[Page extract Boundary: Start]
Risa Nye: Two of my three kids live only 20 minutes away. Because of their bubble restrictions/choices, we haven’t all been together inside for a family dinner since Feb. 29 — an easy day to remember. I am looking forward to having the cousins/grandchildren run around and interrupt the grownups drinking cocktails the way they used to.

Amalya Dubrovsky: I can’t wait to bust into my mom’s kitchen and cook a huge meal with her! Since the pandemic hit, we haven’t hung out indoors to safeguard her health. I know our first real meal together since March will be epic.

Blue Willow Tea owner Ali Roth kneels down to paint the word "Tea" on a sandwich board
Blue Willow Tea owner Ali Roth. Photo: Elisse Gabriel

Kristina Sepetys: Gathering in person at Blue Willow Teahouse with my dear writing group, reuniting with all my favorite regulars who congregate there, and having badass owner, Ali Roth, presiding. I’ll be so happy to share a pot of her perfectly brewed Red Dragon or Jinjunmei tea, bite into one of Third Culture Bakery‘s mochi muffins, catch up on all that’s happened in people’s lives over the past strange year when we all found ourselves unexpectedly marooned, and embrace one another.

Moriah Van Vleet: Aside from sharing a table with loved ones more often, I’m looking forward to sharing our kitchens: cooking with friends. This isn’t something I’ve done much of in the past, but I’ve been daydreaming of it more than ever this year.

Ricky Rodas: I look forward to going to a dive bar with two close friends, where I can enjoy an affordable shot and beer deal.

Supriya Yelimeli: Being in the crowded dining hall at Viks Chaat and ordering cholle bhature, then going back for sweets and seconds. Brunch at Rick and Ann’s (after a night of debauchery, specifically).
[Page extract Boundary: End]
[Excerpted records Boundary: Start]
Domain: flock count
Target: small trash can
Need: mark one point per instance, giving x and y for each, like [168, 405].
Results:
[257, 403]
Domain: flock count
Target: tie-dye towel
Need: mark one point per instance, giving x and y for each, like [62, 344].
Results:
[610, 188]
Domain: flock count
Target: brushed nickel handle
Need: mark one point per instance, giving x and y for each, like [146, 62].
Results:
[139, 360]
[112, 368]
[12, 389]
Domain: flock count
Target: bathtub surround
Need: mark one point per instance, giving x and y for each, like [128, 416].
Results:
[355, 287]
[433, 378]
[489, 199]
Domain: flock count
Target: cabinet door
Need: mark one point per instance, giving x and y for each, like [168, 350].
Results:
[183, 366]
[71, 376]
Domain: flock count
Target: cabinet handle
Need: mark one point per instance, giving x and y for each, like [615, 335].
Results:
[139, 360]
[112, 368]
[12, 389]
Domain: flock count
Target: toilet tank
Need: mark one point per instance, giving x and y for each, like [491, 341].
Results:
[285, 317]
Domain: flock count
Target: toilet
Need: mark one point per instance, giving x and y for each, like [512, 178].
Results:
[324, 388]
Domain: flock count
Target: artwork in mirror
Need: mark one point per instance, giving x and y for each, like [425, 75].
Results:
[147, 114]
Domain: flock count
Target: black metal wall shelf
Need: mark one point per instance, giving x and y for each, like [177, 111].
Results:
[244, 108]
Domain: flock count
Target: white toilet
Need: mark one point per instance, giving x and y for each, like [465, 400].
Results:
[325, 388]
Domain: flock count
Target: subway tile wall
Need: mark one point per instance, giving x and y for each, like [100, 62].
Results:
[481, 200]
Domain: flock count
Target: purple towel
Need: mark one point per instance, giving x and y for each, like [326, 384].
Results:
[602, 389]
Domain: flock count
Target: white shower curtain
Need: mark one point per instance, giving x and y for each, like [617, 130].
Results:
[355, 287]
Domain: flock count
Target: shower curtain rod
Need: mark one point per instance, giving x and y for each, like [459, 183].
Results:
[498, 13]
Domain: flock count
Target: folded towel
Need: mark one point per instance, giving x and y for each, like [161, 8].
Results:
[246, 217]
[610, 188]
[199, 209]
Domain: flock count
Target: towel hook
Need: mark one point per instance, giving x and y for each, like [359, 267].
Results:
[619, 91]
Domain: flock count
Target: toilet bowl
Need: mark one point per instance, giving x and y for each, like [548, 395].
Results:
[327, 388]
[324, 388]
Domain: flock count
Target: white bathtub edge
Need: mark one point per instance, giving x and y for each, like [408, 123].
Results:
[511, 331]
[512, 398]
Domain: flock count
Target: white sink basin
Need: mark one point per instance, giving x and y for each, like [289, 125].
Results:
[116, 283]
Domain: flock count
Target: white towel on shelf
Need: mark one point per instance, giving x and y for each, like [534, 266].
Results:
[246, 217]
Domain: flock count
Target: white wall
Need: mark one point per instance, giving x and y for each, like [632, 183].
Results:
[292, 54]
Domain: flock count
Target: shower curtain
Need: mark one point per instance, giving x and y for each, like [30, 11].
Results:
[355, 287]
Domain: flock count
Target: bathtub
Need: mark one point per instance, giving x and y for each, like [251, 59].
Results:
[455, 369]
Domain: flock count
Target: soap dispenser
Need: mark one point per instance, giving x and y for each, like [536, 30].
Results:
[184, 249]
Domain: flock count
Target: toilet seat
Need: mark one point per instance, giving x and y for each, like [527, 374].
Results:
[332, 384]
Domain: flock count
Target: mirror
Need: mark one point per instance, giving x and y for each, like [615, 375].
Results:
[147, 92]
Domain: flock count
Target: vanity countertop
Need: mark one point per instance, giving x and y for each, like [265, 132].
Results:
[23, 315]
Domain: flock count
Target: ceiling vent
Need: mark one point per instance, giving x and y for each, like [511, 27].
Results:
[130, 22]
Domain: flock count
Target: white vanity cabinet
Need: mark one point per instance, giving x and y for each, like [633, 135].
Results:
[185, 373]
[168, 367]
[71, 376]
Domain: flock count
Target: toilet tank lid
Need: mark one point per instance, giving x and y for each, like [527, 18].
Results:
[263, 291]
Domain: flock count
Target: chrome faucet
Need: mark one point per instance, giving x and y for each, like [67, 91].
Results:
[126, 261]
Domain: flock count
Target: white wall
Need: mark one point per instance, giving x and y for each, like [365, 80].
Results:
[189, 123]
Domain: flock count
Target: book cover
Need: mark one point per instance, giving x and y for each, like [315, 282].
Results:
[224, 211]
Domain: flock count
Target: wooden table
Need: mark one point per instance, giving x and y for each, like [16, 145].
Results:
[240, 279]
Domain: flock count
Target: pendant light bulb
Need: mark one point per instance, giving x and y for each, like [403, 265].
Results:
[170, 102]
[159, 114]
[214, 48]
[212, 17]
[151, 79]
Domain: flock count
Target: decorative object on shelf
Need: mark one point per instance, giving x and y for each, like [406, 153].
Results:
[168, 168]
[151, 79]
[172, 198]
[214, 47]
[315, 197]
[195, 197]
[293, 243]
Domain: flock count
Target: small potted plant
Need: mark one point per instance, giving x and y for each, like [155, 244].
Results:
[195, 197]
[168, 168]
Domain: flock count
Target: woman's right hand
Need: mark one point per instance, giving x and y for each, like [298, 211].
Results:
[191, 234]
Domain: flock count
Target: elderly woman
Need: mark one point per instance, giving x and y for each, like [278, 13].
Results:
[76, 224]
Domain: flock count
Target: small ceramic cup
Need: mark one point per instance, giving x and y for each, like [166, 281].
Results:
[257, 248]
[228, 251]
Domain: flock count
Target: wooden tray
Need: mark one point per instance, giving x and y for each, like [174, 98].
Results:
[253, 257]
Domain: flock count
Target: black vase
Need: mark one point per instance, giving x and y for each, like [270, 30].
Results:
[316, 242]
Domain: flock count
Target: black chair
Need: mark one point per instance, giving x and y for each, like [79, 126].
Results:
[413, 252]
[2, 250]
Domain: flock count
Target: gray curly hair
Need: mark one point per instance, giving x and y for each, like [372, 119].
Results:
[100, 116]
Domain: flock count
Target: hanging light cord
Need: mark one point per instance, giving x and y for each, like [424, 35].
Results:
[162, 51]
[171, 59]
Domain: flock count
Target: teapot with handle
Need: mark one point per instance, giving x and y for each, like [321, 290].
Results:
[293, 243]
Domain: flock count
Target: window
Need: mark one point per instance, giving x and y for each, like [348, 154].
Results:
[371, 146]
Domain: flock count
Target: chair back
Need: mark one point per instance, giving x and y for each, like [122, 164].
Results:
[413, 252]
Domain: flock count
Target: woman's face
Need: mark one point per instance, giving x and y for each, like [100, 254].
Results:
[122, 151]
[Excerpted records Boundary: End]
> **Task brief**: Transcribe the full text of the reflections on anticipated reunions after the pandemic, word for word. The rows are not required for the work here.

> **Task answer**:
Risa Nye: Two of my three kids live only 20 minutes away. Because of their bubble restrictions/choices, we haven’t all been together inside for a family dinner since Feb. 29 — an easy day to remember. I am looking forward to having the cousins/grandchildren run around and interrupt the grownups drinking cocktails the way they used to.

Amalya Dubrovsky: I can’t wait to bust into my mom’s kitchen and cook a huge meal with her! Since the pandemic hit, we haven’t hung out indoors to safeguard her health. I know our first real meal together since March will be epic.

Blue Willow Tea owner Ali Roth kneels down to paint the word "Tea" on a sandwich board
Blue Willow Tea owner Ali Roth. Photo: Elisse Gabriel

Kristina Sepetys: Gathering in person at Blue Willow Teahouse with my dear writing group, reuniting with all my favorite regulars who congregate there, and having badass owner, Ali Roth, presiding. I’ll be so happy to share a pot of her perfectly brewed Red Dragon or Jinjunmei tea, bite into one of Third Culture Bakery‘s mochi muffins, catch up on all that’s happened in people’s lives over the past strange year when we all found ourselves unexpectedly marooned, and embrace one another.

Moriah Van Vleet: Aside from sharing a table with loved ones more often, I’m looking forward to sharing our kitchens: cooking with friends. This isn’t something I’ve done much of in the past, but I’ve been daydreaming of it more than ever this year.

Ricky Rodas: I look forward to going to a dive bar with two close friends, where I can enjoy an affordable shot and beer deal.

Supriya Yelimeli: Being in the crowded dining hall at Viks Chaat and ordering cholle bhature, then going back for sweets and seconds. Brunch at Rick and Ann’s (after a night of debauchery, specifically).